EXERCISE DIRECTIONS:
Reproduce the lines below word for word, starting at the line that contains "shrub for treatment mapping." and ending after the line that contains "[0,266,102,313]".

[Start DATA FOR THE TASK]

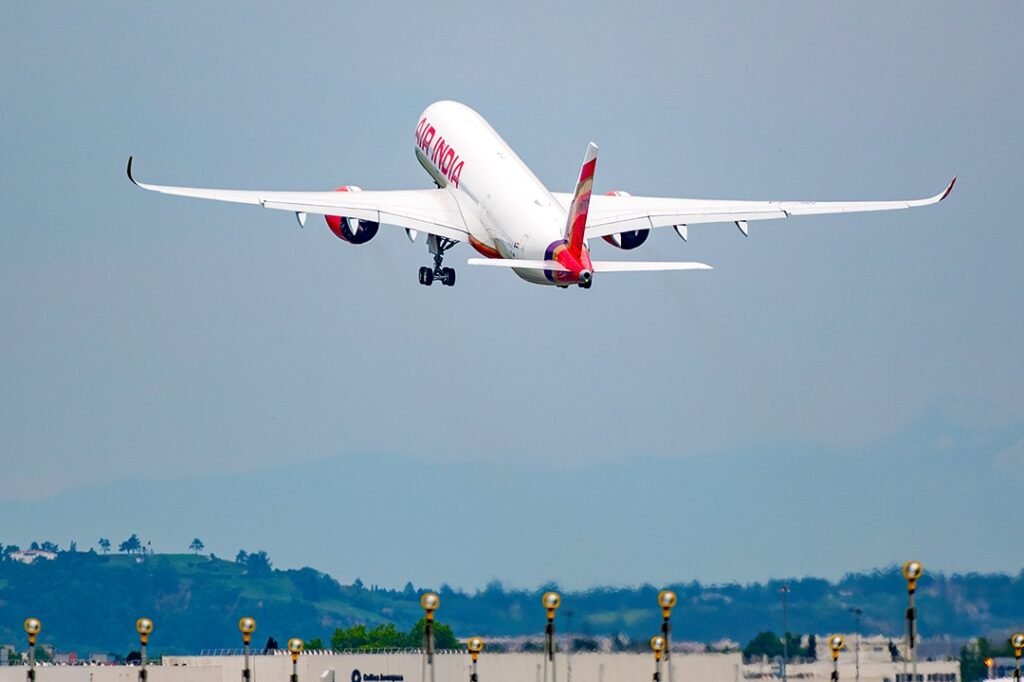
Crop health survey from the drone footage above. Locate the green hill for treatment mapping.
[0,552,1024,654]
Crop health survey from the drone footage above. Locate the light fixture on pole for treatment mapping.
[650,635,669,682]
[135,619,153,682]
[1010,632,1024,682]
[541,592,562,682]
[24,619,43,682]
[903,561,925,682]
[828,635,846,682]
[239,615,256,682]
[288,637,306,682]
[779,585,790,682]
[652,590,677,682]
[466,637,483,682]
[420,592,441,682]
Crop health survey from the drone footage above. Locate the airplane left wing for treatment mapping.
[128,157,469,242]
[554,177,956,239]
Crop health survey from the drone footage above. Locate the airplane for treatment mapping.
[127,100,956,289]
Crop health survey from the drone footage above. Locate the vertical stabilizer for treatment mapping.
[565,142,597,258]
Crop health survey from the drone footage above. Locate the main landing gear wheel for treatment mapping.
[420,235,458,287]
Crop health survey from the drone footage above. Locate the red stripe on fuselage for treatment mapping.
[469,235,502,258]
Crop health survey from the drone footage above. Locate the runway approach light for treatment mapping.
[239,615,256,644]
[25,619,43,644]
[1010,632,1024,658]
[23,619,43,682]
[903,561,925,592]
[288,637,305,682]
[420,592,441,621]
[135,619,153,640]
[650,635,665,660]
[541,592,562,621]
[466,637,483,682]
[657,590,676,617]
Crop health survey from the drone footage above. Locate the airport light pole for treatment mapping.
[565,611,572,682]
[850,608,864,682]
[420,592,441,682]
[657,590,677,682]
[650,635,669,682]
[1010,632,1024,682]
[288,637,306,682]
[135,619,153,682]
[779,585,790,682]
[239,615,256,682]
[24,619,43,682]
[903,561,925,682]
[828,635,846,682]
[541,592,562,682]
[466,637,483,682]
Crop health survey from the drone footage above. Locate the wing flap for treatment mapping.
[466,258,569,272]
[592,260,714,272]
[128,157,469,242]
[577,176,956,239]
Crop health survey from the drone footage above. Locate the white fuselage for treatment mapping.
[416,101,566,284]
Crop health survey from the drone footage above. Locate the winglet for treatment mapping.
[939,175,956,202]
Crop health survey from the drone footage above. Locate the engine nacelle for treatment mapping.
[601,189,650,251]
[324,184,381,244]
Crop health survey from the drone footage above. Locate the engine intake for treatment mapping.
[601,189,650,251]
[324,184,381,244]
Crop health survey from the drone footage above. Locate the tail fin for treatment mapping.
[565,142,597,258]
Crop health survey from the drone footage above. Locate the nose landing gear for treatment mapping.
[420,235,458,287]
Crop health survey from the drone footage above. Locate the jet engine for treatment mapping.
[601,189,650,251]
[324,184,381,244]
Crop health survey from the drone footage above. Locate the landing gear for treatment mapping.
[420,235,458,287]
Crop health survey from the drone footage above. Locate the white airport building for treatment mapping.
[0,651,961,682]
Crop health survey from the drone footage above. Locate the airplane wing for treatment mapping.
[554,176,956,239]
[128,157,469,242]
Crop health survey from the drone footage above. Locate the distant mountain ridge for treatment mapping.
[0,552,1024,655]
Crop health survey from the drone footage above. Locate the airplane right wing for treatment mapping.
[554,177,956,239]
[128,157,469,242]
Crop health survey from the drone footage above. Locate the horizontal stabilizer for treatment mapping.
[593,260,712,272]
[466,258,569,272]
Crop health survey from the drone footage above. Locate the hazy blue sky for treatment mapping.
[0,2,1024,587]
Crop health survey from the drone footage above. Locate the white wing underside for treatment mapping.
[466,258,712,272]
[128,159,469,242]
[554,177,956,239]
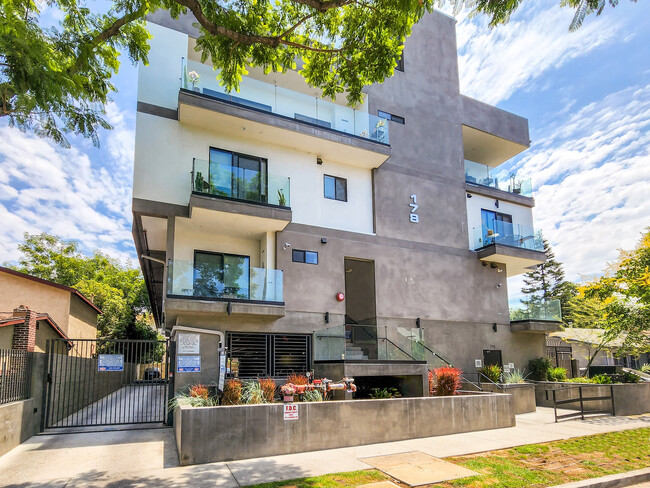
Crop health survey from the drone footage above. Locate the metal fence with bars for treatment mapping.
[0,349,33,405]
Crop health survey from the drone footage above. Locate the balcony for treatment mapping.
[179,59,390,168]
[510,297,562,334]
[472,221,546,277]
[164,256,285,322]
[192,158,291,208]
[465,159,533,197]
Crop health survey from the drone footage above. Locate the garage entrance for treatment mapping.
[41,339,173,430]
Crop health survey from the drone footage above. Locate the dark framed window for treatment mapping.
[377,110,406,125]
[291,249,318,264]
[193,251,251,300]
[205,147,268,203]
[395,51,404,72]
[324,175,348,202]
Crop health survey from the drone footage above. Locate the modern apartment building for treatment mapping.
[133,12,554,390]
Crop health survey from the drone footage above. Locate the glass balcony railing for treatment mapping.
[192,159,291,207]
[181,58,389,144]
[510,297,562,322]
[167,255,284,302]
[472,221,544,251]
[465,159,533,197]
[314,325,449,368]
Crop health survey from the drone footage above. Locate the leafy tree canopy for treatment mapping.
[580,227,650,353]
[5,233,157,339]
[0,0,632,146]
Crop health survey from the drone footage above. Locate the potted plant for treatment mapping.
[187,71,201,92]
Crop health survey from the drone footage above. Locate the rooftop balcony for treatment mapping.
[465,159,533,197]
[472,221,546,277]
[179,58,390,168]
[510,297,562,334]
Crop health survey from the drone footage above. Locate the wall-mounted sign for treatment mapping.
[284,403,298,420]
[176,332,201,354]
[409,195,420,224]
[176,356,201,373]
[97,354,124,371]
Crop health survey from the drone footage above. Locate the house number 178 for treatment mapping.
[409,195,420,224]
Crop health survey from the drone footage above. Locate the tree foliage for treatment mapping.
[12,233,157,339]
[581,227,650,354]
[0,0,632,146]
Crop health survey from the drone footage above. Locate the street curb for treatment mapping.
[554,468,650,488]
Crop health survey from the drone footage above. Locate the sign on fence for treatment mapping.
[176,356,201,373]
[97,354,124,371]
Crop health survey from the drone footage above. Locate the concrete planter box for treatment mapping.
[174,393,515,465]
[481,383,537,415]
[534,381,650,416]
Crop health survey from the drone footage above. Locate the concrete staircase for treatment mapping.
[345,339,368,360]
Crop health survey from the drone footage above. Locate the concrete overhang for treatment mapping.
[476,244,546,277]
[189,194,291,236]
[510,320,562,334]
[164,296,285,324]
[465,182,535,208]
[461,95,530,167]
[178,90,391,169]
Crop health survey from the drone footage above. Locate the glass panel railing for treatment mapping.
[472,221,544,251]
[181,58,389,144]
[167,255,284,302]
[510,297,562,322]
[192,158,291,207]
[465,159,533,197]
[314,324,449,368]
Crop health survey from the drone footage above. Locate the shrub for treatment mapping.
[546,368,566,381]
[528,356,551,381]
[503,369,526,383]
[287,373,309,385]
[479,364,503,383]
[621,371,641,383]
[221,378,243,405]
[434,368,463,396]
[241,380,267,405]
[591,374,612,385]
[302,390,323,402]
[257,378,276,403]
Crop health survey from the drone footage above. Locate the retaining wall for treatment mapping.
[174,393,515,465]
[535,381,650,416]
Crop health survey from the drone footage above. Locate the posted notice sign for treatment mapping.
[97,354,124,371]
[176,356,201,373]
[284,403,298,420]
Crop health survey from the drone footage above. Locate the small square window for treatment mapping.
[325,175,348,202]
[291,249,318,264]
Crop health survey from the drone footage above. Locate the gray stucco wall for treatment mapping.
[174,393,515,465]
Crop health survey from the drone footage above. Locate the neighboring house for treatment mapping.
[133,11,557,388]
[549,328,650,371]
[0,266,101,339]
[0,305,68,352]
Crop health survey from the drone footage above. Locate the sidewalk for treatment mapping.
[0,407,650,488]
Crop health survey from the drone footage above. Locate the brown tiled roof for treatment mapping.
[0,266,102,313]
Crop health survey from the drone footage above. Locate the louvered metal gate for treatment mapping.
[227,332,311,378]
[41,339,173,430]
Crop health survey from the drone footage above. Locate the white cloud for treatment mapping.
[457,0,622,104]
[511,85,650,282]
[0,104,134,262]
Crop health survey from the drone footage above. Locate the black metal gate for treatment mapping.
[41,339,173,430]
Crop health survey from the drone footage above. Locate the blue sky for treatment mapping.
[0,0,650,295]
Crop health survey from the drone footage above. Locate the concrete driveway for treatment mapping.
[0,408,650,488]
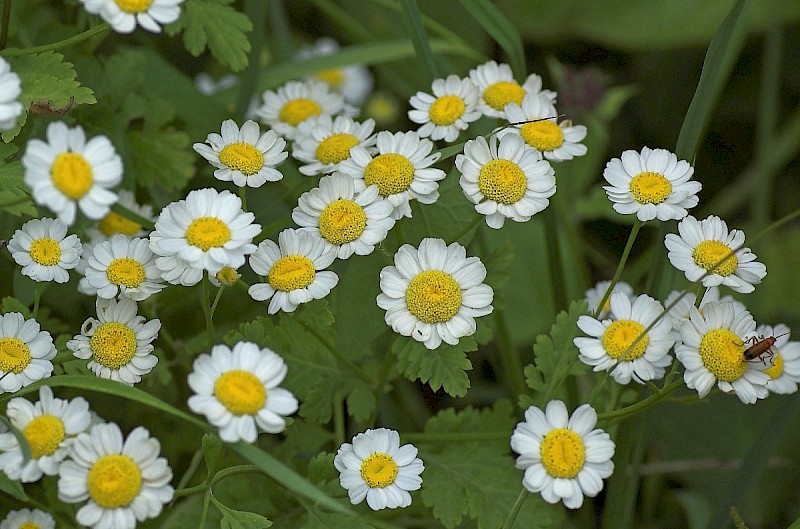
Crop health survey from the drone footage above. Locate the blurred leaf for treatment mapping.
[392,336,478,397]
[3,51,97,142]
[168,0,253,72]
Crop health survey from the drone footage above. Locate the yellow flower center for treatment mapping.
[315,133,358,163]
[267,255,317,292]
[97,211,142,237]
[50,152,94,200]
[478,160,528,204]
[0,338,31,374]
[364,152,414,197]
[601,320,650,362]
[86,454,142,509]
[219,142,264,176]
[630,171,672,204]
[214,369,267,415]
[519,119,564,152]
[278,97,322,127]
[30,239,61,266]
[763,349,783,379]
[540,428,586,479]
[483,81,525,111]
[428,95,466,127]
[214,266,242,287]
[314,68,344,89]
[106,257,145,288]
[186,217,231,252]
[361,452,399,488]
[692,241,739,277]
[406,270,461,323]
[22,415,64,459]
[699,329,747,382]
[89,321,136,369]
[319,199,367,244]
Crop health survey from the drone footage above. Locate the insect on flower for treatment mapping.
[742,333,789,365]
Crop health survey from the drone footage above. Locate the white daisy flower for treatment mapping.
[0,57,24,131]
[603,147,703,222]
[85,189,155,241]
[78,234,164,301]
[0,509,56,529]
[675,302,770,404]
[455,134,556,229]
[58,423,174,529]
[193,119,289,187]
[297,37,374,107]
[408,75,482,143]
[511,400,616,509]
[745,323,800,395]
[0,386,91,483]
[150,188,261,286]
[80,0,184,33]
[8,219,83,283]
[67,298,161,386]
[256,80,344,140]
[333,428,425,511]
[188,342,297,443]
[0,312,56,393]
[22,121,122,226]
[469,61,556,118]
[292,114,376,176]
[247,228,339,314]
[573,292,675,384]
[292,173,394,259]
[583,281,636,320]
[377,239,494,349]
[664,215,767,294]
[497,94,587,162]
[339,131,446,220]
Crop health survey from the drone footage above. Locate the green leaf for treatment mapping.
[175,0,253,72]
[3,51,97,142]
[214,501,272,529]
[392,336,478,397]
[520,300,589,408]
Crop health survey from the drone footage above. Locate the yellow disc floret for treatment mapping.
[267,255,317,292]
[319,199,367,244]
[601,320,650,362]
[692,240,739,277]
[219,142,264,176]
[630,171,672,204]
[278,97,322,127]
[186,217,231,252]
[478,160,528,205]
[86,454,142,509]
[30,238,61,266]
[89,321,136,369]
[364,152,414,197]
[0,337,31,373]
[519,119,564,152]
[406,270,461,323]
[483,81,526,112]
[699,329,747,382]
[315,132,358,163]
[539,428,586,479]
[428,95,467,127]
[22,415,64,459]
[106,257,145,288]
[361,452,399,488]
[214,369,267,415]
[50,152,94,200]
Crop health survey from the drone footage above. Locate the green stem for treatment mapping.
[502,489,528,529]
[0,22,110,57]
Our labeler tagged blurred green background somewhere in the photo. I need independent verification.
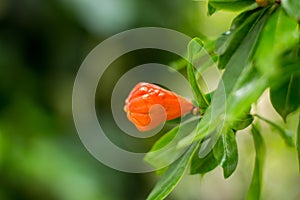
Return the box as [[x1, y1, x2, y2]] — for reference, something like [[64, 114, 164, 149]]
[[0, 0, 300, 200]]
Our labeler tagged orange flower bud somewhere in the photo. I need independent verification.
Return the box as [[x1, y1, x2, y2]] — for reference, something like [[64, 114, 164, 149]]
[[124, 82, 194, 131]]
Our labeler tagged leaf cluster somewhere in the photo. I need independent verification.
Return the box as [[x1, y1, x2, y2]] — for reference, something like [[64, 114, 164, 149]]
[[145, 0, 300, 199]]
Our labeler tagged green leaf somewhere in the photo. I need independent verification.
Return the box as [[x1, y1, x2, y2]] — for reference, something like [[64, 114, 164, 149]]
[[254, 114, 294, 147], [270, 73, 300, 121], [255, 7, 298, 77], [147, 142, 199, 200], [231, 109, 253, 131], [177, 5, 268, 156], [144, 117, 200, 169], [190, 146, 219, 174], [209, 0, 255, 11], [216, 8, 265, 69], [187, 38, 209, 109], [281, 0, 300, 21], [246, 125, 266, 200], [213, 130, 238, 178], [297, 113, 300, 173], [207, 3, 217, 16]]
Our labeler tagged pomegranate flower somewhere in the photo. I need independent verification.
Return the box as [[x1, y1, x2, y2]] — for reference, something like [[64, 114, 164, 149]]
[[124, 82, 194, 131]]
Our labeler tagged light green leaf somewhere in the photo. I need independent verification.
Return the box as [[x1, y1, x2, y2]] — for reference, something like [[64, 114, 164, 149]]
[[147, 142, 199, 200], [246, 125, 266, 200], [230, 109, 253, 131], [190, 148, 219, 174], [213, 130, 238, 178], [255, 7, 298, 76], [216, 8, 265, 69], [144, 117, 200, 169], [281, 0, 300, 21], [270, 73, 300, 121], [209, 0, 255, 11], [187, 38, 209, 109], [207, 3, 217, 16], [297, 113, 300, 173], [254, 114, 295, 147]]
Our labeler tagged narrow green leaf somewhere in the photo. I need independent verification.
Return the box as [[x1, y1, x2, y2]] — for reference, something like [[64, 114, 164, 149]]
[[270, 73, 300, 121], [144, 117, 200, 169], [213, 130, 238, 178], [231, 109, 253, 131], [209, 0, 255, 11], [255, 6, 298, 76], [147, 142, 199, 200], [216, 8, 266, 69], [297, 112, 300, 173], [187, 38, 209, 109], [246, 125, 266, 200], [177, 6, 268, 153], [190, 148, 219, 174], [254, 114, 295, 147], [281, 0, 300, 21]]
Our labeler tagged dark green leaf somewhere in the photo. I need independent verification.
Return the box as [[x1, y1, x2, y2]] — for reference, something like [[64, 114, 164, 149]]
[[246, 125, 266, 200], [209, 0, 255, 11], [297, 114, 300, 173], [190, 147, 219, 174], [255, 114, 294, 147], [213, 130, 238, 178], [216, 8, 265, 69], [281, 0, 300, 21], [187, 38, 208, 109], [147, 142, 199, 200], [270, 73, 300, 121], [144, 117, 199, 169]]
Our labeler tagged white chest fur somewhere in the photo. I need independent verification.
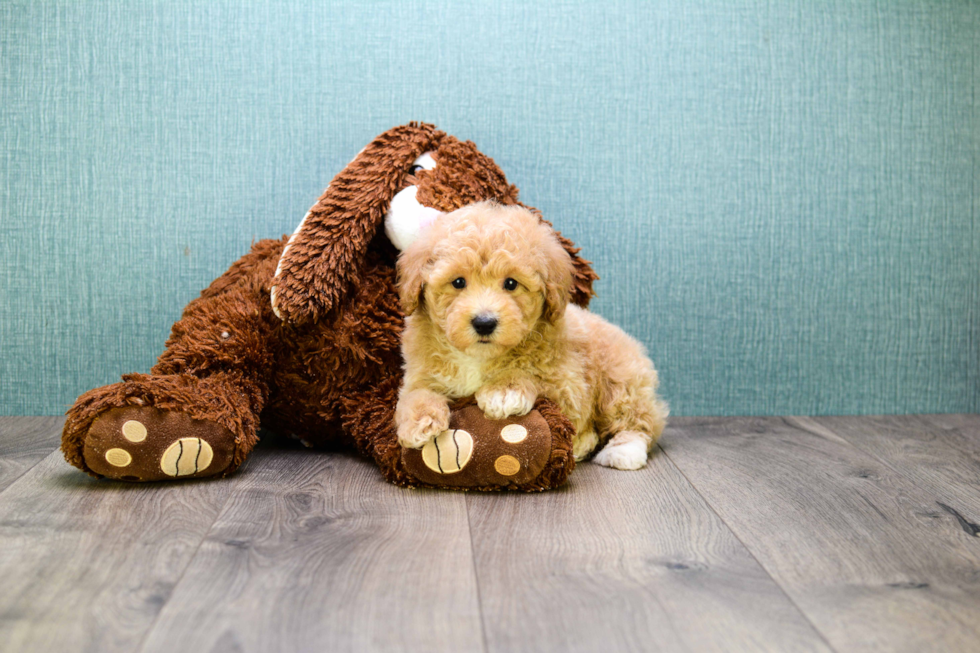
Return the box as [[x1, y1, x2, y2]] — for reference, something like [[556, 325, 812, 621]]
[[433, 351, 487, 399]]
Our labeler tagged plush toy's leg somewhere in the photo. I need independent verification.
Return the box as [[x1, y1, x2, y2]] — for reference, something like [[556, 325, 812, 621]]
[[61, 241, 281, 481], [344, 379, 575, 492], [62, 374, 259, 481]]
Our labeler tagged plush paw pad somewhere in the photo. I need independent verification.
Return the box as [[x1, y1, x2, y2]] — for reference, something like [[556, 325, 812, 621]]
[[83, 406, 235, 481], [592, 440, 647, 470], [402, 404, 552, 488], [422, 429, 473, 474]]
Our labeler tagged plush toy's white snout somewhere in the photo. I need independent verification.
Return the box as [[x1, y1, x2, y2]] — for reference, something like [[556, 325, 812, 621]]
[[385, 152, 442, 251]]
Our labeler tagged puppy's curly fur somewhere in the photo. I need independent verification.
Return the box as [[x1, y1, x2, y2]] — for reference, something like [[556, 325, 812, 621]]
[[395, 202, 668, 469]]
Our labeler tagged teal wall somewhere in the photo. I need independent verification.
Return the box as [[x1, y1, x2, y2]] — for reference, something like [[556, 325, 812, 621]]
[[0, 0, 980, 415]]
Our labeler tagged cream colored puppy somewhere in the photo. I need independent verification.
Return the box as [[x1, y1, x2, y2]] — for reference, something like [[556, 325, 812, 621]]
[[395, 202, 668, 469]]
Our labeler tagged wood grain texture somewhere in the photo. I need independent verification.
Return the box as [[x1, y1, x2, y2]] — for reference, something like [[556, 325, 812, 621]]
[[467, 455, 829, 653], [0, 451, 236, 652], [0, 417, 65, 492], [804, 415, 980, 536], [662, 418, 980, 652], [143, 450, 483, 653]]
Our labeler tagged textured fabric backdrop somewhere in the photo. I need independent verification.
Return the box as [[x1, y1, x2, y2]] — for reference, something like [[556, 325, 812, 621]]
[[0, 0, 980, 415]]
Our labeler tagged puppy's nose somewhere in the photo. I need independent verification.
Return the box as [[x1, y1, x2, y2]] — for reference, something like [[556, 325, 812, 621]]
[[470, 314, 497, 336]]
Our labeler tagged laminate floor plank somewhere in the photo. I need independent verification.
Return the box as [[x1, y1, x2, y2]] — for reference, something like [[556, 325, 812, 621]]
[[804, 415, 980, 537], [662, 418, 980, 652], [467, 454, 830, 653], [142, 450, 483, 653], [0, 451, 237, 653], [0, 417, 65, 492]]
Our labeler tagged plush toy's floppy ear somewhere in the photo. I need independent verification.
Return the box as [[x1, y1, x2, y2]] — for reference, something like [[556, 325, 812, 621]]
[[272, 123, 445, 322], [518, 202, 599, 308], [395, 243, 429, 315]]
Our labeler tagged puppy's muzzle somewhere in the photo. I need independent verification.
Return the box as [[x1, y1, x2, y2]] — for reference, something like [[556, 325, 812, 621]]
[[470, 313, 497, 336]]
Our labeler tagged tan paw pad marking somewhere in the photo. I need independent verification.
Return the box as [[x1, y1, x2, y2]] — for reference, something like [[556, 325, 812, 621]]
[[422, 429, 473, 474], [160, 438, 214, 476], [500, 424, 527, 444], [122, 419, 146, 442], [493, 456, 521, 476], [105, 449, 133, 467]]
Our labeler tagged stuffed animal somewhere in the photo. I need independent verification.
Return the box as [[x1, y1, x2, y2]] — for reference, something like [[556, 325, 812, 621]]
[[62, 123, 597, 490]]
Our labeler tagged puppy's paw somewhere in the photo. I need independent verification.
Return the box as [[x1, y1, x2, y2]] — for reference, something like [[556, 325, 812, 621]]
[[398, 403, 449, 449], [592, 439, 647, 470], [476, 387, 537, 419]]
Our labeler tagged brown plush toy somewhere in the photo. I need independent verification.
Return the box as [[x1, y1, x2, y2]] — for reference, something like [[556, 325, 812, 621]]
[[62, 123, 596, 490]]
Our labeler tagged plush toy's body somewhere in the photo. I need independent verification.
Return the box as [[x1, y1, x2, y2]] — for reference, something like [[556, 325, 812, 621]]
[[62, 123, 595, 489]]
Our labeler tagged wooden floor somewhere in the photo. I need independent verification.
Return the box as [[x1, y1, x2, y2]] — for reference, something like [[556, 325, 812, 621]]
[[0, 415, 980, 653]]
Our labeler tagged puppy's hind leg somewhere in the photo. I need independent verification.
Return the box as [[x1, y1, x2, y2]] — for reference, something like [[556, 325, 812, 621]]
[[593, 369, 669, 470], [592, 431, 652, 470]]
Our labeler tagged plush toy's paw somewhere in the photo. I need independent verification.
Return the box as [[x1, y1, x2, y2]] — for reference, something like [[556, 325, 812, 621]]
[[76, 406, 235, 481], [402, 404, 553, 489], [476, 387, 537, 419], [592, 434, 647, 470], [398, 402, 449, 449]]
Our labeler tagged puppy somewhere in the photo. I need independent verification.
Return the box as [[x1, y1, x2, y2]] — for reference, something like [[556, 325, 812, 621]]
[[395, 202, 668, 469]]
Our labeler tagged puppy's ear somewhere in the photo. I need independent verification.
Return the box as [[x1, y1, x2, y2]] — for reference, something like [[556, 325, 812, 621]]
[[518, 202, 599, 308], [271, 123, 445, 323], [539, 223, 575, 324], [395, 241, 432, 315]]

[End DATA FOR THE TASK]

WORKED SOLUTION:
Crop health survey from the drone footage above. Locate the shrub for treatment mapping.
[546,368,566,381]
[528,356,551,381]
[503,369,526,383]
[287,373,309,385]
[479,364,503,383]
[621,371,641,383]
[221,378,243,405]
[434,368,463,396]
[241,380,267,405]
[591,374,612,385]
[302,390,323,402]
[257,378,276,403]
Crop health survey from the drone footage above. Locate the retaining wall for treatment mapping.
[174,393,515,465]
[535,381,650,416]
Crop health survey from the drone footage above. Locate the posted notice sign for treatment mapping.
[97,354,124,371]
[176,356,201,373]
[284,403,298,420]
Crop health survey from the drone footage above. Locate the small square window for treatment mapping.
[325,175,348,202]
[291,249,318,264]
Crop health survey from the drone footage above. Locate the gray stucco wall for treatment mapping.
[174,393,515,465]
Crop health survey from the drone footage above. Locate the neighboring house for treatment mapping.
[133,11,557,388]
[549,328,650,371]
[0,266,101,339]
[0,305,68,352]
Crop health survey from the drone footage above. Locate the sidewalk for treatment mapping.
[0,407,650,488]
Crop health survey from the drone footage above. Locate the brown tiled roof for treatment mapping.
[0,266,102,313]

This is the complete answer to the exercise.